■ **DATA SUPPLIED**:
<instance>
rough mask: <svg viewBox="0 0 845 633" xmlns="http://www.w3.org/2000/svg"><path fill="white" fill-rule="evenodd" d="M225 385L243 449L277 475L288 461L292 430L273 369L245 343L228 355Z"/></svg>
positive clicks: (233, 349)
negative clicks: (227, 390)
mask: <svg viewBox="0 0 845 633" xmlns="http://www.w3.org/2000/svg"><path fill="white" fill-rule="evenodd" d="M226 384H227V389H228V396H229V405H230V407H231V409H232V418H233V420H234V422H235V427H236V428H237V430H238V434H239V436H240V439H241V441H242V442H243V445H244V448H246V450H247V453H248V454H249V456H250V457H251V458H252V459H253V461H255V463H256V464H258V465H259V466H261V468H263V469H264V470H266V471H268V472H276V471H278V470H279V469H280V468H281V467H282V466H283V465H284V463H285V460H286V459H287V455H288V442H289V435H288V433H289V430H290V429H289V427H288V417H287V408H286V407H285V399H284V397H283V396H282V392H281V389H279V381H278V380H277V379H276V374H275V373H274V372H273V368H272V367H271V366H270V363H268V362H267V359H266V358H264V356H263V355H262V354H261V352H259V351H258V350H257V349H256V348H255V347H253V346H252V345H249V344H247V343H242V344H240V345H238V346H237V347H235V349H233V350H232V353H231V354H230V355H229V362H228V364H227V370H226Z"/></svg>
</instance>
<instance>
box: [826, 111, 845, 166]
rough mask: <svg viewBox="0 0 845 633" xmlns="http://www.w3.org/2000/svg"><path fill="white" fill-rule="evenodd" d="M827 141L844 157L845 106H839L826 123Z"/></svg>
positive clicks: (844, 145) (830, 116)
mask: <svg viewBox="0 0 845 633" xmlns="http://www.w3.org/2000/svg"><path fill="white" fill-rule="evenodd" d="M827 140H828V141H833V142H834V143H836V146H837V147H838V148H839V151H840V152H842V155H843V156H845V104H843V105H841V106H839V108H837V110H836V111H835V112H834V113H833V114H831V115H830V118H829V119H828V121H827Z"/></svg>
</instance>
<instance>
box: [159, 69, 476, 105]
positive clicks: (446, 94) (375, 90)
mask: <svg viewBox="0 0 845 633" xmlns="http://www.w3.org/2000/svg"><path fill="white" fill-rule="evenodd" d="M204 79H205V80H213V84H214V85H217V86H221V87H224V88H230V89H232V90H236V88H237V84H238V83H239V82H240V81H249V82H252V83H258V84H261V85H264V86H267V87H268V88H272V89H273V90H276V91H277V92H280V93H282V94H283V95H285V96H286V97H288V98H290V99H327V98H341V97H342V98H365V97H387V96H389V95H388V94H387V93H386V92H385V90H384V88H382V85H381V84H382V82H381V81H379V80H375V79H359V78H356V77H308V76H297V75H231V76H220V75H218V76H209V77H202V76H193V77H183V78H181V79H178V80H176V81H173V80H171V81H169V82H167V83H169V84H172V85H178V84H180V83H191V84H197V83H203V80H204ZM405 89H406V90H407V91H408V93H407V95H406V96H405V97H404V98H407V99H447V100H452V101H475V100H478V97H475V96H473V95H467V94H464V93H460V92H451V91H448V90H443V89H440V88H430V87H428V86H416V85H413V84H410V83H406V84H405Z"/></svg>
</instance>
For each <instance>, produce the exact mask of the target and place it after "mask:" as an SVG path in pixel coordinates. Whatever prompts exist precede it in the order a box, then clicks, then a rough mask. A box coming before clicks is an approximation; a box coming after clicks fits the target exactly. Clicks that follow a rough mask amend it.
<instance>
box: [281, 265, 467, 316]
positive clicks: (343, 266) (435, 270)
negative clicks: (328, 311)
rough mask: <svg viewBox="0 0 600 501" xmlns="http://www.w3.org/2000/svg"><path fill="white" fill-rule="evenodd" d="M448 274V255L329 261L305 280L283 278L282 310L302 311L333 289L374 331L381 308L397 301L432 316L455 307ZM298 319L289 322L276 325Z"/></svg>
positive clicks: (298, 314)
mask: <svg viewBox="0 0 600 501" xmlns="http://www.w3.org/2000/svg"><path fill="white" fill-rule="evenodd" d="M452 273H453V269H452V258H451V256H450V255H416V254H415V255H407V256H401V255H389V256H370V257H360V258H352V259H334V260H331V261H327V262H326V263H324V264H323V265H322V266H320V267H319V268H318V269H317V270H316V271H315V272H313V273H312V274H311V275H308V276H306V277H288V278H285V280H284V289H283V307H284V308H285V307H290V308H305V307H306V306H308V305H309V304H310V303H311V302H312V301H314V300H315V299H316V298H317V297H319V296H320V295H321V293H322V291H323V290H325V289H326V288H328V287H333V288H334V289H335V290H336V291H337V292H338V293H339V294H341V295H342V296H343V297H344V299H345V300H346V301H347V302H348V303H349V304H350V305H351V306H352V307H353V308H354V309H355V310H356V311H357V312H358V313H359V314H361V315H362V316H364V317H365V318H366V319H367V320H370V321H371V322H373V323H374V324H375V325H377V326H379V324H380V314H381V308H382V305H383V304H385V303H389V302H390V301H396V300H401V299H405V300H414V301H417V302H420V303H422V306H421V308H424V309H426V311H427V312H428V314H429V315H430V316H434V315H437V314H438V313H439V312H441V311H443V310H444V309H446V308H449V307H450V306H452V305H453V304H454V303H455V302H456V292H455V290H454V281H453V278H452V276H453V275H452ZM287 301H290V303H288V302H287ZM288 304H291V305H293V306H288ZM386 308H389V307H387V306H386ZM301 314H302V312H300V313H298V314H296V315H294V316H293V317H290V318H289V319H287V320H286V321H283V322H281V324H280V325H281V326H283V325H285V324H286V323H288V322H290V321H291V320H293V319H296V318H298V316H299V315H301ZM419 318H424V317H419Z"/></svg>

■ **TASK**: The records above need to be transcribed in full. Keep every character unchanged.

■ **TASK OUTPUT**:
<instance>
rough mask: <svg viewBox="0 0 845 633" xmlns="http://www.w3.org/2000/svg"><path fill="white" fill-rule="evenodd" d="M225 385L243 449L277 475L288 461L292 430L273 369L245 343L228 355Z"/></svg>
positive clicks: (233, 349)
negative clicks: (227, 390)
mask: <svg viewBox="0 0 845 633" xmlns="http://www.w3.org/2000/svg"><path fill="white" fill-rule="evenodd" d="M226 384H227V389H228V396H229V405H230V407H231V409H232V418H233V420H234V422H235V427H236V428H237V430H238V434H239V436H240V439H241V441H242V442H243V445H244V448H246V450H247V453H248V454H249V456H250V457H251V458H252V459H253V461H255V463H256V464H258V465H259V466H261V468H263V469H264V470H266V471H268V472H276V471H278V470H279V469H280V468H281V467H282V466H283V465H284V463H285V460H286V459H287V455H288V442H289V435H288V433H289V430H290V429H289V427H288V417H287V408H286V407H285V399H284V397H283V396H282V392H281V389H279V381H278V380H277V379H276V374H275V373H274V372H273V368H272V367H271V366H270V363H268V362H267V359H266V358H264V356H263V355H262V354H261V352H259V351H258V350H257V349H256V348H255V347H253V346H252V345H249V344H247V343H242V344H240V345H238V346H237V347H235V349H233V350H232V353H231V354H230V355H229V362H228V364H227V370H226Z"/></svg>
</instance>
<instance>
box: [826, 111, 845, 166]
rough mask: <svg viewBox="0 0 845 633" xmlns="http://www.w3.org/2000/svg"><path fill="white" fill-rule="evenodd" d="M827 141L844 157L845 106H839L826 123Z"/></svg>
positive clicks: (844, 145) (830, 116)
mask: <svg viewBox="0 0 845 633" xmlns="http://www.w3.org/2000/svg"><path fill="white" fill-rule="evenodd" d="M827 140H828V141H833V142H834V143H836V146H837V147H838V148H839V151H840V152H842V155H843V156H845V104H843V105H841V106H839V108H837V110H836V111H835V112H834V113H833V114H831V115H830V118H829V119H828V121H827Z"/></svg>
</instance>
<instance>
box: [159, 69, 476, 105]
positive clicks: (446, 94) (375, 90)
mask: <svg viewBox="0 0 845 633" xmlns="http://www.w3.org/2000/svg"><path fill="white" fill-rule="evenodd" d="M204 79H205V80H213V84H214V85H217V86H221V87H224V88H230V89H232V90H236V88H237V84H238V83H239V82H240V81H249V82H252V83H258V84H261V85H264V86H267V87H268V88H272V89H273V90H276V91H277V92H280V93H282V94H283V95H285V96H286V97H288V98H290V99H327V98H341V97H342V98H365V97H387V96H389V95H388V94H387V93H386V92H385V90H384V88H382V85H381V84H382V82H381V81H379V80H375V79H359V78H356V77H308V76H297V75H231V76H220V75H218V76H209V77H202V76H193V77H183V78H181V79H178V80H176V81H173V80H171V81H169V82H167V83H169V84H172V85H178V84H180V83H191V84H197V83H203V80H204ZM405 89H406V90H407V91H408V93H407V95H406V96H405V97H404V98H407V99H447V100H452V101H475V100H478V97H475V96H473V95H467V94H464V93H460V92H451V91H448V90H443V89H440V88H430V87H428V86H416V85H413V84H410V83H406V84H405Z"/></svg>
</instance>
For each <instance>, produce the exact mask of the target and place it after "mask:" as an SVG path in pixel coordinates. Whatever prompts exist precede it in the order a box, then clicks, then a rough mask. A box coming before clicks is an approximation; a box coming after clicks fits the target exactly. Clicks that follow a rough mask amend it.
<instance>
box: [281, 265, 467, 316]
positive clicks: (343, 266) (435, 270)
negative clicks: (328, 311)
rough mask: <svg viewBox="0 0 600 501" xmlns="http://www.w3.org/2000/svg"><path fill="white" fill-rule="evenodd" d="M448 274V255L329 261L305 280L283 278L282 310L302 311L333 289L374 331L381 308L397 301L432 316L455 307ZM298 319L289 322L276 325Z"/></svg>
positive clicks: (298, 314)
mask: <svg viewBox="0 0 600 501" xmlns="http://www.w3.org/2000/svg"><path fill="white" fill-rule="evenodd" d="M452 273H453V269H452V258H451V256H450V255H416V254H415V255H407V256H401V255H389V256H370V257H360V258H352V259H334V260H331V261H327V262H326V263H324V264H323V265H322V266H320V267H319V268H318V269H317V270H316V271H315V272H313V273H312V274H311V275H308V276H306V277H288V278H285V280H284V289H283V307H284V308H285V307H290V308H305V307H306V306H308V305H309V304H310V303H311V302H312V301H314V300H315V299H316V298H317V297H319V296H320V295H321V293H322V291H323V290H325V289H326V288H328V287H333V288H334V289H335V290H336V291H337V292H338V293H339V294H341V295H342V296H343V297H344V299H345V300H346V301H347V302H348V303H349V304H350V305H351V306H352V307H353V308H354V309H355V310H356V311H357V312H358V313H359V314H361V315H362V316H364V317H365V318H366V319H367V320H370V321H371V322H373V323H374V324H375V325H377V326H379V324H380V314H381V308H382V305H383V304H385V303H389V302H390V301H396V300H401V299H405V300H414V301H417V302H420V303H422V306H421V308H424V309H426V311H427V312H428V314H429V315H430V316H434V315H437V314H438V313H439V312H441V311H443V310H444V309H446V308H449V307H450V306H452V305H453V304H454V303H455V302H456V292H455V290H454V281H453V278H452V276H453V275H452ZM287 301H290V303H288V302H287ZM288 304H291V305H293V306H288ZM386 308H389V307H387V306H386ZM301 314H302V312H300V313H298V314H296V315H294V316H293V317H290V318H289V319H287V320H286V321H283V322H281V324H280V325H281V326H283V325H285V324H286V323H288V322H290V321H291V320H293V319H296V318H298V316H299V315H301ZM419 318H424V317H419Z"/></svg>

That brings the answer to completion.